Given request: Your task is to extract every line from the material below exactly.
------------------------------------------------
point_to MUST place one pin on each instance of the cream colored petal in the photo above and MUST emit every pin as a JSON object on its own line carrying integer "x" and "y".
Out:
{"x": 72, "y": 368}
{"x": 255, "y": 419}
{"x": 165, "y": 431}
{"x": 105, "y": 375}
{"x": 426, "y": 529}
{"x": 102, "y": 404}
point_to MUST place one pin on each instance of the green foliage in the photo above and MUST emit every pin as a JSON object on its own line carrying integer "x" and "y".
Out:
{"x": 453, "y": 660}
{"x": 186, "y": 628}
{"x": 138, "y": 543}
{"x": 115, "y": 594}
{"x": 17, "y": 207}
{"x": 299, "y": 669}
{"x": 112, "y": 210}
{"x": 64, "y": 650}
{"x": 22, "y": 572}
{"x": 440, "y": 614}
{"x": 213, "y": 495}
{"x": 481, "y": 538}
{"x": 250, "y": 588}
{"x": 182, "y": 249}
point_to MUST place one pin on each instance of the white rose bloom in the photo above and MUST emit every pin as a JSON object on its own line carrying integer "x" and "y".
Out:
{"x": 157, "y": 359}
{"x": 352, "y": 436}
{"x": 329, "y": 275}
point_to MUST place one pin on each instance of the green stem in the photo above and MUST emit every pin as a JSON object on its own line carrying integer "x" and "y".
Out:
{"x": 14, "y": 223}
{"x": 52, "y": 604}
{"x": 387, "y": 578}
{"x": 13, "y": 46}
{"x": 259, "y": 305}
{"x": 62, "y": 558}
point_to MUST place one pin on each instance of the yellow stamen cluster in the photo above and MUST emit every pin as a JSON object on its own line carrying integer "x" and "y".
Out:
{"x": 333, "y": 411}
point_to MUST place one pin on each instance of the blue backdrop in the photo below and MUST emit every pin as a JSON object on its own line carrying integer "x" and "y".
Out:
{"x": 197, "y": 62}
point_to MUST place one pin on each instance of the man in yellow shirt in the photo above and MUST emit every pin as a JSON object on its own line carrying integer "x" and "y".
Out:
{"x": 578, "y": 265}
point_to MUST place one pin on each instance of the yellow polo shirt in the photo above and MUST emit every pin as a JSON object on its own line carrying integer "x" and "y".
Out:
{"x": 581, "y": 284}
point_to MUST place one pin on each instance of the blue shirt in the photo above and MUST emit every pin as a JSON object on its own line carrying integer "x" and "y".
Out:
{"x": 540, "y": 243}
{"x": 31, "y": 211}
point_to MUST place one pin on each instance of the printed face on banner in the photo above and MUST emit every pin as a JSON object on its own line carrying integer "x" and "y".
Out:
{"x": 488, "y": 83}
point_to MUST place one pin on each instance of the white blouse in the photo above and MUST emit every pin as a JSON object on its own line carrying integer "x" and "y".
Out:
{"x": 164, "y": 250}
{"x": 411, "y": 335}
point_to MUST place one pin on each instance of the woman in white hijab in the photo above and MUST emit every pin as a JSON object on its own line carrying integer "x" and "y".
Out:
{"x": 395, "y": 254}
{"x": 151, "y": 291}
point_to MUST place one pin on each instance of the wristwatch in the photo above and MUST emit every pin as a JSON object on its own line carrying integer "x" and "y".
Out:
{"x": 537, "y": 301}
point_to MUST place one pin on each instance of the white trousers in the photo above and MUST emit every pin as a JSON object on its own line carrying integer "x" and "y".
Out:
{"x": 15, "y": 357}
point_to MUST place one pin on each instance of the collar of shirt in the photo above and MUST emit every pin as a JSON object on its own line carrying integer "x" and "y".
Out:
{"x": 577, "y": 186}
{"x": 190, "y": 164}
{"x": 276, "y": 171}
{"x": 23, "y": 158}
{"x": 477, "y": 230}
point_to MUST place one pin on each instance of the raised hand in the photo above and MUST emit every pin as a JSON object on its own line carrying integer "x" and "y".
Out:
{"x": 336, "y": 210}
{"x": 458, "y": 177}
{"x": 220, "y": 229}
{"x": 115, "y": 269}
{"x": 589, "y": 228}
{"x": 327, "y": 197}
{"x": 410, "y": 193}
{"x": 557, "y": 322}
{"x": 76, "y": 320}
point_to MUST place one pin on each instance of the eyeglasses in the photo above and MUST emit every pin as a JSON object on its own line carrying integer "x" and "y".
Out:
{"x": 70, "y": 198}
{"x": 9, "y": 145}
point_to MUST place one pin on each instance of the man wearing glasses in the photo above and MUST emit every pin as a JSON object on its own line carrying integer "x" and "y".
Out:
------------------------------------------------
Solution to this task:
point_to MUST place one pin on each instance of the cream colored petal in the photo above and MUST emit every pin as a JSON object on its own line carrying integer "x" and "y".
Out:
{"x": 72, "y": 368}
{"x": 255, "y": 419}
{"x": 165, "y": 431}
{"x": 105, "y": 375}
{"x": 426, "y": 529}
{"x": 102, "y": 404}
point_to MUST place one pin on each instance of the green foliage in the photo above and MUST emit every pin as a JSON object on its own line carrying integer "x" and "y".
Out:
{"x": 453, "y": 660}
{"x": 186, "y": 628}
{"x": 138, "y": 543}
{"x": 115, "y": 594}
{"x": 17, "y": 207}
{"x": 299, "y": 669}
{"x": 112, "y": 210}
{"x": 64, "y": 650}
{"x": 22, "y": 572}
{"x": 440, "y": 614}
{"x": 213, "y": 495}
{"x": 481, "y": 538}
{"x": 250, "y": 588}
{"x": 182, "y": 249}
point_to MUST place one pin on each instance of the white rose bloom in the photo above and MUST emit every pin as a JSON object on its own line carrying integer "x" and "y".
Out:
{"x": 157, "y": 359}
{"x": 352, "y": 436}
{"x": 329, "y": 275}
point_to MUST place one pin on each instance of the green stem in the photo above and MUST emit every pin as a JSON object on its own line carrying integer "x" and "y".
Out:
{"x": 14, "y": 223}
{"x": 52, "y": 604}
{"x": 387, "y": 578}
{"x": 13, "y": 46}
{"x": 259, "y": 305}
{"x": 62, "y": 558}
point_to MUST place one pin on each instance of the yellow stamen cluster in the photo above and MUST emit every pin as a JSON object on its own line carrying integer "x" and "y".
Out:
{"x": 333, "y": 411}
point_to MUST place one pin on each instance of the blue backdrop in the photo below and MUST emit every pin as a JSON object on its own line carrying integer "x" and "y".
Out:
{"x": 197, "y": 62}
point_to MUST place one pin on each instance of the man in yellow shirt in the photo above and MUST emit every pin as a JSON object on its own line carrying integer "x" and "y".
Out:
{"x": 578, "y": 265}
point_to MUST place one pin on each instance of the yellow polo shirt in the photo above and MUST emit every pin as a JSON object on its own line carrying integer "x" and "y".
Out:
{"x": 581, "y": 284}
point_to MUST place one pin on each instance of the blue shirt in the photo above and MUST emit every pin as a JSON object on its own line carrying integer "x" and "y".
Out:
{"x": 540, "y": 243}
{"x": 31, "y": 211}
point_to MUST place one pin on each instance of the printed face on banner in the photo above and MUST emit every pin as a JSON object on its own line carrying integer "x" and "y".
Out:
{"x": 488, "y": 83}
point_to MUST place one pin on each instance of the white blouse in the photo above and MUST emit every pin as a JSON object on its own line carrying integer "x" and "y".
Out:
{"x": 164, "y": 250}
{"x": 411, "y": 335}
point_to MUST place one pin on each instance of the woman in white hijab in the photo above and MUST emit every pin as a JSON object on its own line carrying integer "x" and "y".
Out:
{"x": 395, "y": 254}
{"x": 151, "y": 291}
point_to MUST place one pin on each instance of the wristwatch in the photo above and MUST emit every pin as a JSON object on its own line carrying integer "x" and "y".
Out:
{"x": 537, "y": 301}
point_to MUST place one pin on each instance of the white trousers in the photo above and MUST emit every pin as a JSON object on its own line carrying integer "x" and "y".
Out:
{"x": 15, "y": 357}
point_to MUST place one pin on each instance of the collar of shirt in the photo above and MUST emit every pin as a JSON object on its own line carrying integer "x" and "y".
Out:
{"x": 577, "y": 186}
{"x": 190, "y": 164}
{"x": 276, "y": 171}
{"x": 23, "y": 158}
{"x": 477, "y": 230}
point_to MUST place one pin on each instance of the raised hand in the photo above and MUST emit every pin as a JSON object on its own line carrying integer "x" and "y".
Out:
{"x": 336, "y": 210}
{"x": 458, "y": 177}
{"x": 220, "y": 229}
{"x": 115, "y": 269}
{"x": 589, "y": 228}
{"x": 327, "y": 197}
{"x": 410, "y": 193}
{"x": 557, "y": 322}
{"x": 76, "y": 320}
point_to MUST place one pin on each instance of the eyeglasses in the photo above and MUST emit every pin as a JSON object on its own line carrying integer "x" and "y".
Out:
{"x": 70, "y": 198}
{"x": 9, "y": 145}
point_to MUST place one pin on each instance of the man wearing glasses in the photo above and MUST emit every pin as a JSON object on its own line carrying integer "x" and "y".
Out:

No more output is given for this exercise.